Goal of the exercise: Put each line of the records below into a JSON list of strings, one string per line, leaving out blank lines.

Working data:

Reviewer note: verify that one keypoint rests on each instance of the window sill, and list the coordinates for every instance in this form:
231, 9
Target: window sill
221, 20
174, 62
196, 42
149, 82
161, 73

Task result:
[
  "Reviewer note: verify that one keypoint rests on each instance of the window sill, and list the coordinates for every instance in this form:",
  "231, 9",
  "Target: window sill",
  "221, 20",
  "174, 62",
  "196, 42",
  "149, 82",
  "161, 73"
]